• What is needed:
Repeat the entries exactly, and do not carry the pictures over.

Items listed in a dataset:
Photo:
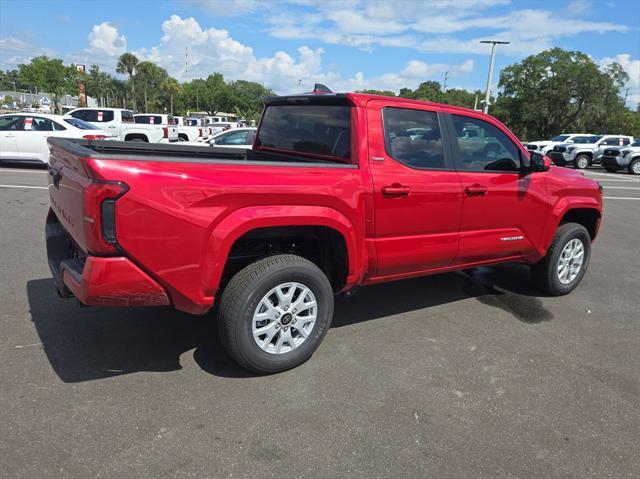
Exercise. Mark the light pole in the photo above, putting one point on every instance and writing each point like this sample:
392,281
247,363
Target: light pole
490,77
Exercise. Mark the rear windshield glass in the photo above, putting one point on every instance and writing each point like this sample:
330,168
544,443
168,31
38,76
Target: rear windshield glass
83,125
319,130
149,119
97,116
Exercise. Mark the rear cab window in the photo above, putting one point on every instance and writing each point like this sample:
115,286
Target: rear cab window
320,131
95,116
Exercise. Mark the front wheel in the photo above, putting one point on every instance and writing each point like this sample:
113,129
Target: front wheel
582,162
566,262
275,312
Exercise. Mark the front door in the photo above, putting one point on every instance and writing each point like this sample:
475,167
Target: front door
9,126
417,193
504,210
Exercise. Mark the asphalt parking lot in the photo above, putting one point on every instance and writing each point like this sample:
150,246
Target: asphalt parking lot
459,375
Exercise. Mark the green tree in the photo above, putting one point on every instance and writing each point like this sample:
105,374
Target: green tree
556,91
247,98
127,64
171,87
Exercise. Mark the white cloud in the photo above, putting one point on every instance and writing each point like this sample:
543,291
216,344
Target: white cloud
403,23
214,50
104,39
632,67
14,52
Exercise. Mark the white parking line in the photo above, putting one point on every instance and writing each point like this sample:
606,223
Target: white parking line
24,186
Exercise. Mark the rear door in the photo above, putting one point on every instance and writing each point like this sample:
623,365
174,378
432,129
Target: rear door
417,193
504,210
9,126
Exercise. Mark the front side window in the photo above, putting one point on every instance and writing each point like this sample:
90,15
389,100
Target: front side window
10,123
413,137
318,130
486,149
41,124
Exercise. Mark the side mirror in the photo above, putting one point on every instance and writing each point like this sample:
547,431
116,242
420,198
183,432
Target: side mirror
539,163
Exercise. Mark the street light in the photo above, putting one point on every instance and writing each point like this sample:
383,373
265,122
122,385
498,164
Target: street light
490,77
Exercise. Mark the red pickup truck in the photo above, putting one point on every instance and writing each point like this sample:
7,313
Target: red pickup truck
339,191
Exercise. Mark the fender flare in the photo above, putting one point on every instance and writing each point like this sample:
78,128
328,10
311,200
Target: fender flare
241,221
561,208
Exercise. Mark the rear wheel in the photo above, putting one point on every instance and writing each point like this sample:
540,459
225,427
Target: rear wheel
274,313
582,162
566,262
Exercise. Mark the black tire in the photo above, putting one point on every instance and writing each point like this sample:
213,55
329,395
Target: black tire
581,162
545,272
242,296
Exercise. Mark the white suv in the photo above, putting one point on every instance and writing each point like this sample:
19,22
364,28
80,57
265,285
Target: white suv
584,154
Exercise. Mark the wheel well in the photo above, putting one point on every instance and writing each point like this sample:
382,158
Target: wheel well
587,217
321,245
136,136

• Result of the task:
Photo:
Exercise. Mark the light pole in the photo above, putting one point on every instance and writing each point like this sample:
392,281
247,363
Target: light pole
490,77
Exercise. Mark the rear windshield glass in the photo above, putting one point on every instance and writing each point like this sample:
330,168
544,443
168,31
38,76
Target: rear windshield glass
83,125
319,130
149,119
97,116
Exercise. Mark the rear cab window in the photo above, putting one point on every instance and writing each point like this sample:
115,286
Target: rear cab window
320,131
95,116
Exercise. Mark the front wheel in the photo above, putting one point on every instance and writing each point like this sample:
113,129
Target: front wheel
582,162
566,262
275,312
Exercise. Mark the front door in the photo above, putting one point on every instance and writing each point like this sample:
475,167
Target: front door
9,126
417,193
504,210
Exercise. Mark the asphalt parking lot in the photo above, putting one point on every instance and writing each point like this sample:
150,246
Target: asphalt parking lot
459,375
Exercise. Mark the green tree in the photo above, putting one point on every instance and writing each point like this sample:
105,374
Target: green tree
556,91
247,98
127,64
171,87
Exercise. Mark the white cloud in the photo above, putting one point on every instance and writing each point like this sample:
543,291
216,344
Target: white cloud
403,23
214,50
104,39
632,67
14,52
Exercise. Mark the white parking line in the photo above, putting one point on every instance and writing each point like this sample:
606,223
Target: white parking line
24,186
Exercise. Mark the rear door in the photo above, putting one point on every instance and writing each point like this sample:
623,365
174,378
432,129
Target: rear door
417,193
504,210
9,126
Exercise. Mark the front side window in the photo above, putting one point on every instance and writing each point like this sample:
90,15
389,100
Target: front side window
10,123
413,137
318,130
486,149
41,124
Exercise. Mark the side mirror in the photo above, putting one point on every instance and writing each point like this sample:
547,431
116,242
420,198
183,432
Target: side mirror
539,163
Exercise. Mark the street light in the photo above, putting one point on every instance and writing each point like this sample:
383,373
265,122
122,385
498,164
Target: street light
490,77
Exercise. Mark the red pickup truck in the photo above, putting one point on every instance and writing each point like this sample:
7,313
Target: red pickup truck
339,191
Exercise. Mark the fender flare in the photo above, putting one point on every instance and writing each point like this sample:
78,128
328,10
311,200
Target: fender flare
241,221
561,208
Exercise. Mark the rear wheel in the photo above, putting one point on every instance and writing each point like this sample:
540,459
225,427
Target: rear wheel
274,313
582,162
566,262
Exercise. Mark the black tire in the photo above, putting one point on every instance and writing each point like this sample:
213,55
329,395
Target: black tire
581,162
545,272
242,296
Exercise. Mark the white suv in the photo above, putting one point on every instance and writing each point like this sample:
19,22
364,28
80,57
265,285
Target: white suv
584,154
Exercise. Mark the wheel well in the photo above, putting one point on every instance and writing each point like this sample:
382,158
Target: wheel well
587,217
321,245
136,136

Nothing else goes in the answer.